■ LISTED ENTRIES ■

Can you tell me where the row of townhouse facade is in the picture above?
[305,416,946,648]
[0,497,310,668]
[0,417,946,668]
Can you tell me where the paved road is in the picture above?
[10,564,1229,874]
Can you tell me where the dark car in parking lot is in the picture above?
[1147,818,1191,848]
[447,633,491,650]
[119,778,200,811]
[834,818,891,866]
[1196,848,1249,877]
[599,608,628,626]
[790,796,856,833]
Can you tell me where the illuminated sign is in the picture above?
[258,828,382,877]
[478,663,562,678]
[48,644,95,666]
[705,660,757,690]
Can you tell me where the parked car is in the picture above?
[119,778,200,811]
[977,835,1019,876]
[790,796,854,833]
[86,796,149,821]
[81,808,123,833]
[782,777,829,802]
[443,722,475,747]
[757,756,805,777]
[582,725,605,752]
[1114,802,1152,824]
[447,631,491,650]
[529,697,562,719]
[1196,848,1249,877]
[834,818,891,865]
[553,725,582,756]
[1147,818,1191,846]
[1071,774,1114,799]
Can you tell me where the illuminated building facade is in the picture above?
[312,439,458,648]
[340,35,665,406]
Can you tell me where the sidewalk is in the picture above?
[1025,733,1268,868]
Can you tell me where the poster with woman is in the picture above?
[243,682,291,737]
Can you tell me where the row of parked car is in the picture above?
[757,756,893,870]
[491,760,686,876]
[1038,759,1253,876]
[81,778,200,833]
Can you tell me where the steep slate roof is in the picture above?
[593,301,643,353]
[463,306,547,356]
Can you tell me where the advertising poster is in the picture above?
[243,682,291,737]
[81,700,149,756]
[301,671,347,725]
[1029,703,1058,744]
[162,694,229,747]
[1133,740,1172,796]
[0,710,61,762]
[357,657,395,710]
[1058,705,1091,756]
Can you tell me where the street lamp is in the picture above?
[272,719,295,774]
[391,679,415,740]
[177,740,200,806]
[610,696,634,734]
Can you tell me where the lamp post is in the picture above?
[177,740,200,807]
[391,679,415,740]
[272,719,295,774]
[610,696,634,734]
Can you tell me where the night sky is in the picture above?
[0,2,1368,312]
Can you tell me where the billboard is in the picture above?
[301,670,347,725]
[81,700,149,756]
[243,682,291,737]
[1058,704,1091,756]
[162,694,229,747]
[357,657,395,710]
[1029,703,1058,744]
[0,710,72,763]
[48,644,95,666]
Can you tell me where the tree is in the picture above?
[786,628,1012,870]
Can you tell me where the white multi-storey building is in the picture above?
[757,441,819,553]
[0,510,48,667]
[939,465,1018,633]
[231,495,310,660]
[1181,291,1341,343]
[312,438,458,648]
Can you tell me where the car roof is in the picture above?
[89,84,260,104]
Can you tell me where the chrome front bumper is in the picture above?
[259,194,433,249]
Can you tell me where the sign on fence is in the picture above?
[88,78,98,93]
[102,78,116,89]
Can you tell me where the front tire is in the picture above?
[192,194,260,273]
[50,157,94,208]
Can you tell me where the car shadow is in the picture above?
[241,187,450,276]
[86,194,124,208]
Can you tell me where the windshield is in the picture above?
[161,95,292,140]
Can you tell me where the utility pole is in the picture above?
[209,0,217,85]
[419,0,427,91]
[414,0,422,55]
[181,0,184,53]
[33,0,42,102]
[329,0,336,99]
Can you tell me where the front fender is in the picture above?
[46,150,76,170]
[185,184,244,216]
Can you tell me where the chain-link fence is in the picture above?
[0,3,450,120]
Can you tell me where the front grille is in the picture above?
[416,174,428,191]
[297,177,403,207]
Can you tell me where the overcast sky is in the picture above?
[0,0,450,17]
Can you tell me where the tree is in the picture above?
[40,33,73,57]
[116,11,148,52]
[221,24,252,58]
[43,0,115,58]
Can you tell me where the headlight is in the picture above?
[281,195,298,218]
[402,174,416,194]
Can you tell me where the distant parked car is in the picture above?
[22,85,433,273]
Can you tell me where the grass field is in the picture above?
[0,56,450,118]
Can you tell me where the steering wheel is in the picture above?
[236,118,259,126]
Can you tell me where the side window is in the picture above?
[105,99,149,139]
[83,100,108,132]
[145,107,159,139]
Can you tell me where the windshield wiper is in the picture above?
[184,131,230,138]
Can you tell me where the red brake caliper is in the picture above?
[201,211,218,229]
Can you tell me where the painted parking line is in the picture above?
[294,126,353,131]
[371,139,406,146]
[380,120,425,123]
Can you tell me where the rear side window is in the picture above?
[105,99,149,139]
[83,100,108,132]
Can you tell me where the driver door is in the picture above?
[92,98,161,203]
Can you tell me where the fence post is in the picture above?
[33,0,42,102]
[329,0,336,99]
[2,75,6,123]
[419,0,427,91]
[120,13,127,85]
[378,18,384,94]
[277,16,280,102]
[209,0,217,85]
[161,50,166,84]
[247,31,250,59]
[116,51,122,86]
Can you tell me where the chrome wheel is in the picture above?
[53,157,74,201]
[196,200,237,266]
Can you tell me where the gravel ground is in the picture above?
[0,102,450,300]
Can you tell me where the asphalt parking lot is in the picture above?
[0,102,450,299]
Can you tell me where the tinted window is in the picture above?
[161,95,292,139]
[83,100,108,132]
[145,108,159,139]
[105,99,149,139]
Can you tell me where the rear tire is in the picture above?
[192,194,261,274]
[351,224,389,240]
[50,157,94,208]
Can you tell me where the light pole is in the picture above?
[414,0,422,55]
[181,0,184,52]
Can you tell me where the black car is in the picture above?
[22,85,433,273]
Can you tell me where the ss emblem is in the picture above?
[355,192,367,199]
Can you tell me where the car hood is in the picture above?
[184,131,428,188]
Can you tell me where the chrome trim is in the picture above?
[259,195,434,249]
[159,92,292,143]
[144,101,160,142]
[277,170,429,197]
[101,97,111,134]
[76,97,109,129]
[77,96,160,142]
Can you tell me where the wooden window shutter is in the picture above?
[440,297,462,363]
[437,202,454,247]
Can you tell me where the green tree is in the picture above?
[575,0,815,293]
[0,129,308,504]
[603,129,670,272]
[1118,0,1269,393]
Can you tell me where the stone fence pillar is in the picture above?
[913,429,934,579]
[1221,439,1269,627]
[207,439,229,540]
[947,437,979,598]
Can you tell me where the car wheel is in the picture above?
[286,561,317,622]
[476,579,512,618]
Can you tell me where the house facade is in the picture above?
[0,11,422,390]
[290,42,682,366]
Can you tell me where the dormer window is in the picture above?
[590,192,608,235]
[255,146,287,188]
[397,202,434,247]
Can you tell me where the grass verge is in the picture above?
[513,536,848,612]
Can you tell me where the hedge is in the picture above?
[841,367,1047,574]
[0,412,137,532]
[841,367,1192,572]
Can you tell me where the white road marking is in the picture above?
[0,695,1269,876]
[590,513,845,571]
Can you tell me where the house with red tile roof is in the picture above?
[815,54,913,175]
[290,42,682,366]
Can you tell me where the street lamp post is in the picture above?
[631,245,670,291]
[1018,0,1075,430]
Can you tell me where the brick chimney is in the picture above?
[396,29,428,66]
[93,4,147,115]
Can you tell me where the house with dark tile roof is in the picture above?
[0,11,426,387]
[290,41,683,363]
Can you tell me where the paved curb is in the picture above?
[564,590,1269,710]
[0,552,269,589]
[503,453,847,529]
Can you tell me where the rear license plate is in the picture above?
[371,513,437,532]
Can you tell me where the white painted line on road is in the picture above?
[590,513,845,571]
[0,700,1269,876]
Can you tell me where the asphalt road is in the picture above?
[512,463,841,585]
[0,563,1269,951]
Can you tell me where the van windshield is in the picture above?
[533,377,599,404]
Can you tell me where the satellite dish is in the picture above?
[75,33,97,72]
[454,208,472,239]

■ OBJECTIVE ■
What needs duplicating is the run of lines from the one containing "Can you tell me where the house with dark" through the last line of the entries above, exact and complete.

■ TASK RESPONSE ■
Can you tell me where the house with dark tile roof is in the picture above?
[0,11,426,387]
[290,41,683,363]
Can you tell me where the paved curb is in the picture above?
[564,590,1269,710]
[0,552,269,589]
[503,453,847,529]
Can you tell me where the rear license plate is in the picture above?
[371,513,437,532]
Can you tell me where the white painted line on road is in the picture above?
[590,513,845,571]
[0,700,1269,876]
Can you tell me where the asphalt road is in the picture above?
[512,463,841,585]
[0,563,1269,951]
Can you tell me where the van windshield is in the picture above?
[533,377,599,404]
Can you tell me where the satellite dish is in the picture above?
[75,33,97,72]
[454,208,472,239]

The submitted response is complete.